# PROVIDED TEXT start

I wish I was going to but realistically it's not going to happen :-/
 
well, I guess it's technically my fault :P
 
:-P
 
2:38 PM
@Derick Nikita broke main.php.net :P
@JoeWatkins I agree, see externals.io/message/113991#113998
@Derick @NikiC I had core in my global gitignore to prevent pushing core dumps by accident, but that also ignored this :P
 
2:55 PM
ARGH why does Edge suck >_<
What works with Div floats in IE has them all over the damn place in Edge
 
I would rather blame whoever is supporting IE
UX Karen the ace of technology, strikes again
Make it compatible with encarta 98
 
function __construct() don't pass $var to context GLOBAL ・ Output Control ・ #80941
 
@IMSoP I have tcpdumps of the packets using http 1.0 and 1.1. I'll put them online after eating....but I think there's not much to see there. The packets all look correct, it's just the behaviour after the last one is sent.
 
@Danack Windows or Linux?
 
linux
 
3:55 PM
wsl2 is awesome.....until it breaks.
 
Did you copy them over from windows? It might have added them as root and you'll need to chown' them
 
..............it's been working fine for a week. it just stopped working suddenly.
 
chown -R the .git and it should work again.
 
Chown -r? I 'ardly even know 'er.

# PROVIDED TEXT end
# GIVEN INFORMATION start

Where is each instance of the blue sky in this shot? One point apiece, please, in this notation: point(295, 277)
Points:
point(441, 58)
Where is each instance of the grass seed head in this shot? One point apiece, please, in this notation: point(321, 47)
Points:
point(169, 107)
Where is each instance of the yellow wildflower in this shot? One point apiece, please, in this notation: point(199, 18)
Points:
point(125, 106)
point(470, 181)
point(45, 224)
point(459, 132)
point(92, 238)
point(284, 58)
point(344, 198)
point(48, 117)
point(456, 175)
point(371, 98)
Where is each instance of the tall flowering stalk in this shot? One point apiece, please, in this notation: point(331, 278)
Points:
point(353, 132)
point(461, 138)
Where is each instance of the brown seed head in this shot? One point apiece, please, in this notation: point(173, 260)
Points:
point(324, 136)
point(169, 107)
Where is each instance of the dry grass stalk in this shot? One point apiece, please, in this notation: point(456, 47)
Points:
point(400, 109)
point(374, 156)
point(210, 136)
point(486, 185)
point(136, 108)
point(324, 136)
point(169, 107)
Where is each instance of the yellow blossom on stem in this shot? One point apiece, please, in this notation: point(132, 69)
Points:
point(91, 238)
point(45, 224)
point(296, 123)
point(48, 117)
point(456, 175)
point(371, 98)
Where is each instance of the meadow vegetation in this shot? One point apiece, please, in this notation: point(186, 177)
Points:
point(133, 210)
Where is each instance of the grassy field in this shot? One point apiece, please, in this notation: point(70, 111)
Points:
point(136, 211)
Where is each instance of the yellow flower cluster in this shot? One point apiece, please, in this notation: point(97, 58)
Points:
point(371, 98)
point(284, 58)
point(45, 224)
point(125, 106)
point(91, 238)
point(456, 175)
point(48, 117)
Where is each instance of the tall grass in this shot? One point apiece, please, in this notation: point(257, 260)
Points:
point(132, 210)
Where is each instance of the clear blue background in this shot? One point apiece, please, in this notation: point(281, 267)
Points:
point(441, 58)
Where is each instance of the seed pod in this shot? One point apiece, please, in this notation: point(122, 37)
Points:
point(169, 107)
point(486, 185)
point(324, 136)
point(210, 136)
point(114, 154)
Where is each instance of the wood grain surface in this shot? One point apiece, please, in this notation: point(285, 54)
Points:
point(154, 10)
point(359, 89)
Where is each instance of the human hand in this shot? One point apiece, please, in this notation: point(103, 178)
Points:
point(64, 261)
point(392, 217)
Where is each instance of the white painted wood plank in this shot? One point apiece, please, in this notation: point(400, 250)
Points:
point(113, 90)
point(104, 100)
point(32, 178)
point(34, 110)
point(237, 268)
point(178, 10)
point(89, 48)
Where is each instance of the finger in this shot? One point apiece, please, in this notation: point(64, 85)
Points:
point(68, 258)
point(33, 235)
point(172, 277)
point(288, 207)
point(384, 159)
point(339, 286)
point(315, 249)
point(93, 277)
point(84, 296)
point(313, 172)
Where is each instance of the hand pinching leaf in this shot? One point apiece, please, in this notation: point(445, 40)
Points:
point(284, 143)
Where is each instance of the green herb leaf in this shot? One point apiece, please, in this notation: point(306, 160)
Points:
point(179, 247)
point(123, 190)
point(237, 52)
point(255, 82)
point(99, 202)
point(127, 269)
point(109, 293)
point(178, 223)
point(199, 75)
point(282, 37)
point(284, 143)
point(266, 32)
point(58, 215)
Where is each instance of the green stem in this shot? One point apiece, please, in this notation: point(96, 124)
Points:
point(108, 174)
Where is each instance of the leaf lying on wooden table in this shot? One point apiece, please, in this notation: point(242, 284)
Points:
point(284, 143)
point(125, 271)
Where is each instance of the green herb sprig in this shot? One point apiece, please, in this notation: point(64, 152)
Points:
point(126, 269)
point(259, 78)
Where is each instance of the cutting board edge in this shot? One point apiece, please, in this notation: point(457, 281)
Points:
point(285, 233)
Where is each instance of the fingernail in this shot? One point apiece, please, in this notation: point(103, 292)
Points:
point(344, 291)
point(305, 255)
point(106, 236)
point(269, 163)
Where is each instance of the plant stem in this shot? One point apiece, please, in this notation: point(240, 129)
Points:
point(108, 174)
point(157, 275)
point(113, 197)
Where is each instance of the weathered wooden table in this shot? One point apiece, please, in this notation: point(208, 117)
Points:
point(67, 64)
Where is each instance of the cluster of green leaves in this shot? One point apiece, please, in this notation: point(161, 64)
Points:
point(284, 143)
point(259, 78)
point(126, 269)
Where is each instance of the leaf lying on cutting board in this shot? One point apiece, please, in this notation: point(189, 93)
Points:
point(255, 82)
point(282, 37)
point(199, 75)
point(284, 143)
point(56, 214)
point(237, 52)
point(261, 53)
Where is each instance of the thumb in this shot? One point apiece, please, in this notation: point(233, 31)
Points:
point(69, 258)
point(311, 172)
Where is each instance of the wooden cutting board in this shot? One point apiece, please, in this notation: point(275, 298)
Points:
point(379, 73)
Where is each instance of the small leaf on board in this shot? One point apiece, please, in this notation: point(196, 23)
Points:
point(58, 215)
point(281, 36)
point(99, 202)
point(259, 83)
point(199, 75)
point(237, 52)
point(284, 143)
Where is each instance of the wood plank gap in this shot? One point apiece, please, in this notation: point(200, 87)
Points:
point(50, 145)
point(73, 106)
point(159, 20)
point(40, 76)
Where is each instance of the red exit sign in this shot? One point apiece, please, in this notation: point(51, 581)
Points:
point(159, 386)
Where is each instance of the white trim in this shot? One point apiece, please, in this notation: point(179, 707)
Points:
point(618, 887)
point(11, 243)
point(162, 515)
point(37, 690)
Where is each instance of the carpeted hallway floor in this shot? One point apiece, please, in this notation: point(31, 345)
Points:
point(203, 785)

# GIVEN INFORMATION end

SET EXERCISE 1:
Return the stretch of the developer chat from "Did you copy" through "even know 'er.", copied word for word.
SET EXERCISE 2:
Write the next part of the developer chat, picking up right after its last message.

EXERCISE RESPONSE 1:
Did you copy them over from windows? It might have added them as root and you'll need to chown' them
 
..............it's been working fine for a week. it just stopped working suddenly.
 
chown -R the .git and it should work again.
 
Chown -r? I 'ardly even know 'er.

EXERCISE RESPONSE 2:
raw captures:
https://phpimagick.com/supersecret/php8_with_protocol.pcap
https://phpimagick.com/supersecret/php8_without_protocol.pcap

Filtered to the relevant bits:
https://phpimagick.com/supersecret/php8_without_protocol_filtered.pcap
https://phpimagick.com/supersecret/php8_with_http_10_protocol_filtered.pcap
@IMSoP @kelunik if interested.
 
Last night I managed to sudo rm -rf my WSL root directory by typoing =\
 
4:10 PM
 
4:22 PM
morns
 
@MarkR I bricked a mac once doing that. Was up way too late and should have stopped. Specified the root directory and just autopiloted my password
Was pretty brutal
 
I'd meant ./* and instead did /* and my life flashed before my eyes when it started throwing errors it couldn't delete device folders. Fortunately I killed it before it got to /mnt
Thanks to working with docker and WSL I had my dev environment back up within 20 minutes
 
I had no way to recover my system... I had lost the recovery disk and it was the only computer that could connect to the net to download a new one. Had to take it in to get serviced
Was pretty embarrassing actually
 
Whoopsie
I remember being the only one in my neighborhood with internet access back in the day, but I also had a massive pile of disks and would have had at least half a dozen boot/root disks lest anything go horribly wrong.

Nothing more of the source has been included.